==== Quoted passage
My radiator is all metal - top and bottom caps (inlet/outlet tanks? I don't know the technical term). New radiator seems like plastic on the top and bottom. Also, seems the core might be a different metal?
As in, the 86 looks like...patina all over, including the core. The "new" one looks like a shiny core with black plastic ends. I'm not saying the caps are definitely plastic, it just looks that way.
The radiator in my 86 has been successfully held together by stopleak for a year or so, after it began weeping there the core meets the top tank/cap deal. I happened to come across a good/used radiator from a newer model, and picked it up. The only functional difference appears to be that the new radiator is provisioned for an oil/transmission cooler, where my rig has none.
My radiator is all metal - top and bottom caps (inlet/outlet tanks? I don't know the technical term). New radiator seems like plastic on the top and bottom. Also, seems the core might be a different metal?
========
==== Items
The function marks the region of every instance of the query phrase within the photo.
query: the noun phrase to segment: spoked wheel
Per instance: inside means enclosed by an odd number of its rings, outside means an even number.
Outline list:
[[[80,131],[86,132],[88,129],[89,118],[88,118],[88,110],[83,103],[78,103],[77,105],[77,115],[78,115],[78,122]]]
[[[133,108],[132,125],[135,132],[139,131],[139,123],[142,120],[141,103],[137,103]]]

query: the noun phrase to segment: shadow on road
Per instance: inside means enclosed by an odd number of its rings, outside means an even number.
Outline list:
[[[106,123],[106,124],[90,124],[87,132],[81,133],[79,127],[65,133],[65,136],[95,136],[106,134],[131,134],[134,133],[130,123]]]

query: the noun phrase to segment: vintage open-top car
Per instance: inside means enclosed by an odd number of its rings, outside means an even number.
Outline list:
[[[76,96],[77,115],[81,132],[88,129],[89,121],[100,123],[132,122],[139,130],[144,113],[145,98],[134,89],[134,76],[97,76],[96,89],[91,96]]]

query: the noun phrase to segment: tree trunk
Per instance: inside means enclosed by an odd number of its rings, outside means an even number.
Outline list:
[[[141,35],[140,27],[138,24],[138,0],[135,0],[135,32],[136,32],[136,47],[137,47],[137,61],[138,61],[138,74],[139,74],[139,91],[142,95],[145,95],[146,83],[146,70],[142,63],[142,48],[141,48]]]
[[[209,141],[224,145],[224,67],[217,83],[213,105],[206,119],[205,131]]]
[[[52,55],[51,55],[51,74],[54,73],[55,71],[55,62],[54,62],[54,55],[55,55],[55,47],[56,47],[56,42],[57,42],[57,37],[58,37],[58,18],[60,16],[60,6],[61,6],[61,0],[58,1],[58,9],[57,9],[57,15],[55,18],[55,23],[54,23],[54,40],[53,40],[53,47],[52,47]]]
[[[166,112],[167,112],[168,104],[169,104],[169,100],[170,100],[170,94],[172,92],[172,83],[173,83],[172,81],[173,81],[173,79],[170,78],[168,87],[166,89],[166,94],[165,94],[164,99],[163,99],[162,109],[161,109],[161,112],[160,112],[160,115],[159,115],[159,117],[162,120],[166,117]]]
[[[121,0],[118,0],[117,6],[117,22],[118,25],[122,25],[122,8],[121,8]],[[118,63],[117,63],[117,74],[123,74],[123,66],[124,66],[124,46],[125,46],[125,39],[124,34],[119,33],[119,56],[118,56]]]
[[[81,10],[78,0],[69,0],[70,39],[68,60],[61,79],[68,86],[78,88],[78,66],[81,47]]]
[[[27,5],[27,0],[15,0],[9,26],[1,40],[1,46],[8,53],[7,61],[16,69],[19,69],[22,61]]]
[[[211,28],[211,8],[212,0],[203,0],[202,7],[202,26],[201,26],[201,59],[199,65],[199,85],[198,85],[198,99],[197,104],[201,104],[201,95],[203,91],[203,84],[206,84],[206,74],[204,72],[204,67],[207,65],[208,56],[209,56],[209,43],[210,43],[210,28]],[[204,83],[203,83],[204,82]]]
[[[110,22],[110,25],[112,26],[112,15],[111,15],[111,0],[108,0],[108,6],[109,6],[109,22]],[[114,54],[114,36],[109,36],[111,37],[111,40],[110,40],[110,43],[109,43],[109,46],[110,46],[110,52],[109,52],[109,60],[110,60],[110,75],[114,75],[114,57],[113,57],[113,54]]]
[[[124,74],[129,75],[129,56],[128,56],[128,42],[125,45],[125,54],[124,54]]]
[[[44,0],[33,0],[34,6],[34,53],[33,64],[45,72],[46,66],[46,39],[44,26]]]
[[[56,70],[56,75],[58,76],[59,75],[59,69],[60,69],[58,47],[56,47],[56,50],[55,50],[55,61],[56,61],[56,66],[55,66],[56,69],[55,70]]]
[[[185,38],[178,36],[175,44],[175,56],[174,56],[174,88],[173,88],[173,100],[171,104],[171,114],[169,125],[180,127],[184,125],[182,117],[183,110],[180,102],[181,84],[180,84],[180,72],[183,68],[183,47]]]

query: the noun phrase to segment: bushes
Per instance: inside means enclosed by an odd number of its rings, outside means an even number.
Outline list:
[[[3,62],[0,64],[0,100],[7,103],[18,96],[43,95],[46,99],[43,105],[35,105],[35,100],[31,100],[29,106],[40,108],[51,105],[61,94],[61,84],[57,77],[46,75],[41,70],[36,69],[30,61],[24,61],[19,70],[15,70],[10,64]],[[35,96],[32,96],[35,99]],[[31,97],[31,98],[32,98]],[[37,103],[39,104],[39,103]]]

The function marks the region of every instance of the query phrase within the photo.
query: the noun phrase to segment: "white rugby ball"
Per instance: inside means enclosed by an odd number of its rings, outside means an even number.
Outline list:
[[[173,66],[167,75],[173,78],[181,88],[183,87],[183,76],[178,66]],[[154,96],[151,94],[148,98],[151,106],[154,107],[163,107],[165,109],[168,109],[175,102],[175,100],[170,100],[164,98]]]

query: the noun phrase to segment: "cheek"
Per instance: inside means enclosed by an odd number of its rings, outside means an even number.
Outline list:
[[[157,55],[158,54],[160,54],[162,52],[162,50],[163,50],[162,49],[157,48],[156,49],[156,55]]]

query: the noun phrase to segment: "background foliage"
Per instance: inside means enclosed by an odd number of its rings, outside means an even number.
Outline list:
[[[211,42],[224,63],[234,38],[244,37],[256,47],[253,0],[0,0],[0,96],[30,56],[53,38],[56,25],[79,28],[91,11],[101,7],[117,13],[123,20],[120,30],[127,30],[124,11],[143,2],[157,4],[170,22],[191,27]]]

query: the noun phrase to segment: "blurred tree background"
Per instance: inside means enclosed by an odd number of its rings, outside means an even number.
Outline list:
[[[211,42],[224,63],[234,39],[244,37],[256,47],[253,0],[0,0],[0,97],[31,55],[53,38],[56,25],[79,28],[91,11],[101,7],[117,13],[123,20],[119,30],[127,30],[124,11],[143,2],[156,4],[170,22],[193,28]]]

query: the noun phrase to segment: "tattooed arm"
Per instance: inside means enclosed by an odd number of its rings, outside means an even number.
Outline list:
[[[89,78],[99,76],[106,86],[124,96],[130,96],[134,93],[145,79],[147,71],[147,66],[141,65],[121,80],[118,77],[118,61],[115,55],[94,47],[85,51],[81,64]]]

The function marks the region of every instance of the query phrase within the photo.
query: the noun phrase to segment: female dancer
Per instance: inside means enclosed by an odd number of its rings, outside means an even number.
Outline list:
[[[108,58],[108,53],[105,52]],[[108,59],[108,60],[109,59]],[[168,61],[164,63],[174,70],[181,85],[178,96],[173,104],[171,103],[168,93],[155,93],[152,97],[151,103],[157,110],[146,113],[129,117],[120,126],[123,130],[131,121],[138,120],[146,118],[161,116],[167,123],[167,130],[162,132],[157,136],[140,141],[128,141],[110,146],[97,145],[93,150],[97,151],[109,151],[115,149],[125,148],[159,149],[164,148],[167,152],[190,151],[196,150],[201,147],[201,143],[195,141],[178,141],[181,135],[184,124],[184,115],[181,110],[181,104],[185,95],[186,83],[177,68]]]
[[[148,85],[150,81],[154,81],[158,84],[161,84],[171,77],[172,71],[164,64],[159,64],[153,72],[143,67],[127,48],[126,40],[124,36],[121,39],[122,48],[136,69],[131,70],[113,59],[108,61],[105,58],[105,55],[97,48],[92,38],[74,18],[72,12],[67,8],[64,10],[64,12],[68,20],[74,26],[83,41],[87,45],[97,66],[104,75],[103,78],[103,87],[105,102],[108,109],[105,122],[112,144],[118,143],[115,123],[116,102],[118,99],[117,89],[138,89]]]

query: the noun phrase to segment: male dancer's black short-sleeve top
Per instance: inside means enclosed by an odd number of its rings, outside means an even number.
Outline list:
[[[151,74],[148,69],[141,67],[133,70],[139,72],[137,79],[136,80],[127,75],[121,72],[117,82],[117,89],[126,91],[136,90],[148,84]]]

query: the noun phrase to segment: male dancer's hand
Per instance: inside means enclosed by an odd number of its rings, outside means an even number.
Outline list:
========
Work to do:
From the radiator post, list every difference the writer describes between the old radiator and the newer one.

Final result:
- The old radiator's top and bottom caps are metal, while the new one's appear to be black plastic.
- The new radiator's core might be a different metal.
- The old radiator has patina all over, including the core, while the new one has a shiny core.
- The new radiator is provisioned for an oil/transmission cooler, which the writer's vehicle does not have.